<<<<

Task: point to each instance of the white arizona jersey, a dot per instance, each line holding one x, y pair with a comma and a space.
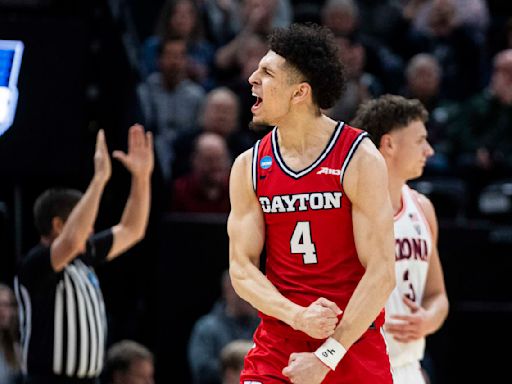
413, 245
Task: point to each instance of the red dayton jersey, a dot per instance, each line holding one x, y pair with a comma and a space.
308, 223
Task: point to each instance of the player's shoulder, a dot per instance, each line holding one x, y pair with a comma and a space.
425, 204
369, 156
242, 164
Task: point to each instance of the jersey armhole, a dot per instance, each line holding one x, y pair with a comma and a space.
255, 165
350, 154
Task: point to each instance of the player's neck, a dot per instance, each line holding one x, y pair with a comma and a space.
301, 135
395, 185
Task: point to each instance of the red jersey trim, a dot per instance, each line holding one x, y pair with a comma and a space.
296, 175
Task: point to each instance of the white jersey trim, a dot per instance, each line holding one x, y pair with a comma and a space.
350, 154
255, 165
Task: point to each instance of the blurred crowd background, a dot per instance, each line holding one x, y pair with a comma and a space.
180, 68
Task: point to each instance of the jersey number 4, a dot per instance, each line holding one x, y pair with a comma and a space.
301, 242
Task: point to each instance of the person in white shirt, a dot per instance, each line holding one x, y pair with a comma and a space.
418, 305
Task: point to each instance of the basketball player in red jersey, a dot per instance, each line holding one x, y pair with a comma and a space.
314, 192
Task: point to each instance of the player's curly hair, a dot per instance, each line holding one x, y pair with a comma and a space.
312, 50
387, 113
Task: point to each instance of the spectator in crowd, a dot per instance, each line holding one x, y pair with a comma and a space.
181, 18
62, 312
220, 115
205, 188
170, 101
458, 49
222, 20
381, 19
128, 362
257, 17
232, 360
342, 18
9, 343
360, 86
481, 134
470, 13
231, 318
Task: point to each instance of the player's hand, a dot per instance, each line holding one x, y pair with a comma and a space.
319, 319
407, 328
305, 368
140, 158
102, 165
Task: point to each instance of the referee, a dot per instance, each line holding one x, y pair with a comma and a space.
62, 314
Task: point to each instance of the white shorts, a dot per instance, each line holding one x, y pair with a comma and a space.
408, 374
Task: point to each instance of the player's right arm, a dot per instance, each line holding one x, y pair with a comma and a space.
246, 229
79, 225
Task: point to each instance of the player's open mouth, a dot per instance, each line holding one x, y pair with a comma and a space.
257, 104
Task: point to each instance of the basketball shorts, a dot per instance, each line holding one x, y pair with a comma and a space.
366, 361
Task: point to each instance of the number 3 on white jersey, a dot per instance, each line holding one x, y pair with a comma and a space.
301, 242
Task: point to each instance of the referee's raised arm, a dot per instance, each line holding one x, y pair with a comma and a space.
62, 313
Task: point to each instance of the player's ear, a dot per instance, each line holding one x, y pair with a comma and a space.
301, 92
386, 144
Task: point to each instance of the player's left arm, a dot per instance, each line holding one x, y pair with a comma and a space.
429, 316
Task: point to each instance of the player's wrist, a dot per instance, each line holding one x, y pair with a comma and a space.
330, 353
296, 320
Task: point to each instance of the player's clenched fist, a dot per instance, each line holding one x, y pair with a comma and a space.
319, 319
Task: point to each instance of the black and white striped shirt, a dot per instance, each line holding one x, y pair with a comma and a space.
62, 314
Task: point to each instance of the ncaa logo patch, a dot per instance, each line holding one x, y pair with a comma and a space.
266, 162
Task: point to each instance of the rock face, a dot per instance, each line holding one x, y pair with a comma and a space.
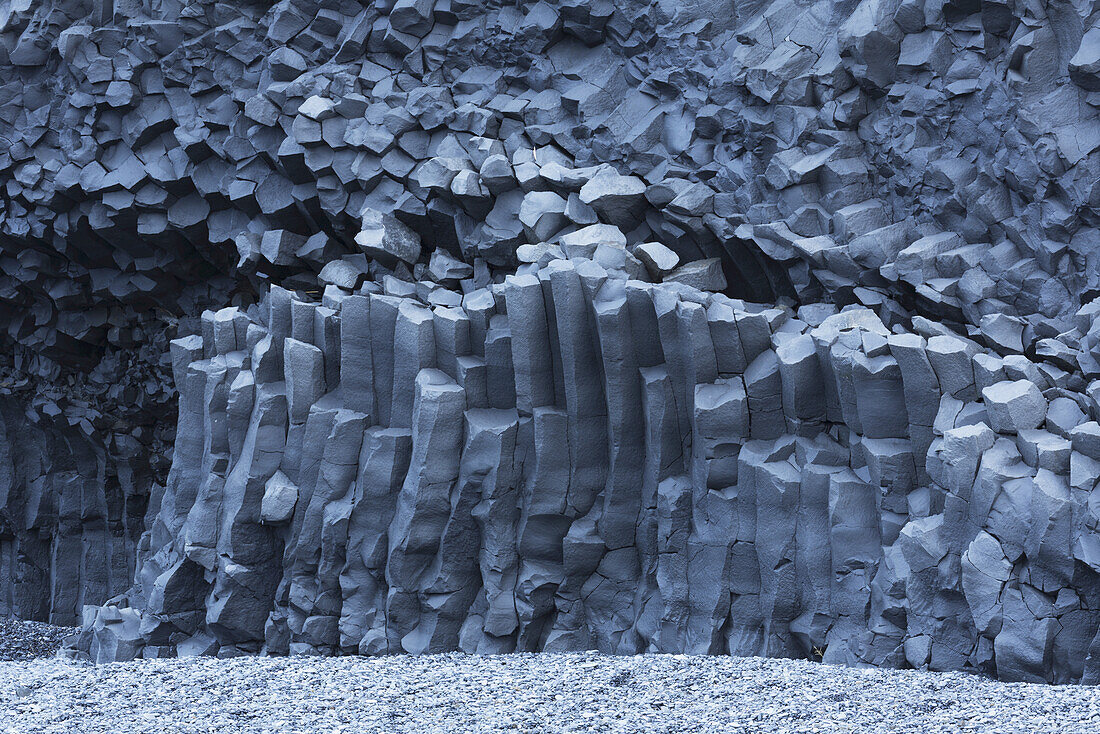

>>>>

**What you are asked to do**. Copy the material above exactly and drop the pictures.

**Solved problem**.
Task: point to each instance of the white arizona jersey, a dot per instance, each line holding one x, y pair with a comma and a space.
413, 245
Task: point to each instance of the red dayton jersey, a dot per instance, each line holding one x, y pair with a comma and a space.
308, 223
Task: point to each instance of the player's shoulder, a dot per instance, each line holding one x, y pair with a comma and a space.
425, 204
369, 156
242, 164
Task: point to each instance of the jersey armhole, a dot per instance, each line holding one x, y pair with a comma and a space.
255, 165
350, 154
Task: point to each instance of the player's neck, a dot per instance, each line holding one x, y pair with a comma and a space.
301, 135
395, 185
Task: point to each instance of the red jersey trim, a dot per instance, each line holding one x, y pair with a comma and a space.
296, 175
Task: point to each instance of the white jersey trim, a dot per instance, each line holding one x, y pair with a comma and a space.
350, 154
255, 165
Task: point to each instance of the blurred crowd background, a dot per instance, each line holding one x, y pair with a comma and a space.
180, 68
Task: point to each instance of the jersey number 4, a dot per instance, each line holding one x, y pair with a comma and a space.
301, 242
Task: point to each instance of the person in white shirt, a dot per instance, each line holding one x, y pair with a comma and a space.
418, 305
Task: point to each instance of the basketball player in red jersey, a dot per instance, each line holding one x, y pair with a comma and a space.
314, 192
Task: point to each instance of the player's curly hair, a dot per instance, each line holding one x, y pair with a comma and a space.
312, 50
387, 113
Task: point to each instance of the spectator in crowd, a dot per instance, each line holding one x, y pair with a comma and a space.
181, 18
62, 312
220, 115
205, 188
170, 101
458, 49
222, 20
381, 19
128, 362
257, 17
232, 360
342, 18
9, 343
360, 86
481, 134
470, 13
231, 318
Task: point to each instance of the player's hand, a dot per instance, each line holding one x, y pair with a comma and a space.
319, 319
407, 328
305, 368
140, 158
102, 165
Task: point to each instance of the referee, a dot per instance, each line holding one x, y pair with a comma and a space.
62, 314
Task: point to each instance of the white shorts, a dot per instance, each line holding one x, y pair with a comma and a space.
408, 374
Task: point to each instance of the player's right arm, a dot per instance, each line holding one x, y pair with a comma and a space.
246, 229
79, 225
Task: point to each instance of the player's open mouth, a dot per instance, each line holding one x, y pair with a comma and a space.
257, 104
Task: point to each instance of the basketball shorts, a dot per instance, each line holding one x, y pair with a comma and a space.
366, 361
Task: point to each instance of the number 3 on white jersey, a dot per instance, each line holding one x, y pair with a comma and a space.
301, 242
Task: point to each instance of the referee's raised arm, a dot per instance, each line holding one x, y pair with a comma and a space.
62, 313
Task: point to each instance of the player's ear, a dot per instance, each line holding one x, y pair with a comma and a space.
301, 92
386, 144
Task: point to each instance of the player's left arm, a dot per instance, each line holding one x, y pair with a comma and a space.
429, 316
Task: point to each instance of the player's wrist, a dot per instance, each line holding one x, y pair with a comma and a space.
330, 353
296, 320
Task: point to each instance of the player's clenched fist, a dot per instance, each line holding one x, y pair with a comma and a space.
319, 319
Task: point to each instance of the black and white striped shirt, a dot per instance, each line holding one x, y pair with a comma and a space.
62, 314
Task: point to each instance of the ncaa logo patch, a dot per instance, each line holding one x, y pair with a comma and a space.
266, 162
Task: point to each instance of the rock face, a dot per instance, each line holding one x, y pair with a comma and a space.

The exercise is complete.